Written exercise: Copy the data below line for line, changing nothing.

(Labeled-object pointing data)

——

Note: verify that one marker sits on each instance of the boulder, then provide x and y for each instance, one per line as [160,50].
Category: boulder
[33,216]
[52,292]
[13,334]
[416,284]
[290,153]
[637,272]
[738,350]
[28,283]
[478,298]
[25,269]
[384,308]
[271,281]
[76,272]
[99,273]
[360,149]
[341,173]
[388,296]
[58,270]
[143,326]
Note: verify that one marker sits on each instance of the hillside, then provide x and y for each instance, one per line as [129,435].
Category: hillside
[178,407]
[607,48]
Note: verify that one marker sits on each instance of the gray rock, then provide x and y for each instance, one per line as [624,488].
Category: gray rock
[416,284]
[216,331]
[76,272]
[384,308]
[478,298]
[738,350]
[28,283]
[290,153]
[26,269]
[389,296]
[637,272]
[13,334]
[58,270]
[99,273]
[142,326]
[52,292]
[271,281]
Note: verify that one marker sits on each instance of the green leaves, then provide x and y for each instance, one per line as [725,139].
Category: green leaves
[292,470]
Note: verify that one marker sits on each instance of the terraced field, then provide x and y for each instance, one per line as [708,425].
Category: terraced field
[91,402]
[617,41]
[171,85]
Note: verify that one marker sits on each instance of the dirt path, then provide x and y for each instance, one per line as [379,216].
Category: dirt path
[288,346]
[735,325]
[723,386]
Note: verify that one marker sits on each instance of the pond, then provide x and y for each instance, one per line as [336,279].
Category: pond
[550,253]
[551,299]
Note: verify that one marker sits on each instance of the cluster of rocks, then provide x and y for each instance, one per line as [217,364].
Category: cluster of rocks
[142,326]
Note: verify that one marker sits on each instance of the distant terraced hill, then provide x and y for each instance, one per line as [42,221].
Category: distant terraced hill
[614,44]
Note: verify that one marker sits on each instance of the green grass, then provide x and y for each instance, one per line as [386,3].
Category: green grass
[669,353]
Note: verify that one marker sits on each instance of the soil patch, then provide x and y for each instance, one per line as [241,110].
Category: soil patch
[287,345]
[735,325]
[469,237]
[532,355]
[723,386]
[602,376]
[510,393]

——

Response to the exercise:
Note: verify that one marker sits on each instance of the boulder, then provide x and y for each instance, one per line as [160,50].
Category: boulder
[33,216]
[52,292]
[13,334]
[416,284]
[290,153]
[637,272]
[738,350]
[28,283]
[478,298]
[25,269]
[384,308]
[271,281]
[76,272]
[99,273]
[360,149]
[341,173]
[388,296]
[58,270]
[143,326]
Note: verify that one marker sits on each instance of the hillside, then provide x and y for each instance, one per line as [129,435].
Category: hillside
[178,407]
[607,48]
Note: verify that one marker sits on each instance of the gray rock, then provide x and y for each instance, one per line as [624,488].
Category: gray rock
[416,284]
[216,331]
[76,272]
[384,308]
[478,298]
[738,350]
[28,283]
[290,153]
[26,269]
[389,296]
[637,272]
[13,334]
[58,270]
[99,273]
[142,326]
[52,292]
[271,281]
Note: verify that one marker sits on each instance of the green leaves, then provide x and y for each instance, one per line as [725,139].
Category: green leaves
[292,470]
Note: verify that one marker sits on each instance of the terraced field, then provide x and y for each instance, one per line as [708,425].
Category: terraced field
[91,402]
[617,41]
[171,85]
Note: verify that one marker sits on each instance of the dirt path, then provide x and y for each instance, one per line as [379,216].
Category: dirt path
[288,346]
[735,325]
[723,386]
Note: verify that one marker sits on each instance of the pond, then provide x and y for each instance, one per line as [336,279].
Category: pond
[550,253]
[551,299]
Note: verify that one marker sits on each instance of the cluster of rocks, then provide x and y for each instance, one per line as [217,364].
Category: cluster of rocks
[142,326]
Note: verify that one marker sits on each instance of the distant terraced hill, then provide x and y for each instance, one per line as [42,221].
Category: distant terraced hill
[614,44]
Note: verify that one marker sits on each instance of the green grass, then provide x and y for each instance, one per line as [386,3].
Category: green grass
[669,353]
Note: verify that one marker sits on each instance of the soil patch, then provide x and y for each instance, one per line as [241,110].
Category: soil patch
[287,345]
[735,325]
[469,237]
[532,355]
[723,386]
[602,376]
[510,393]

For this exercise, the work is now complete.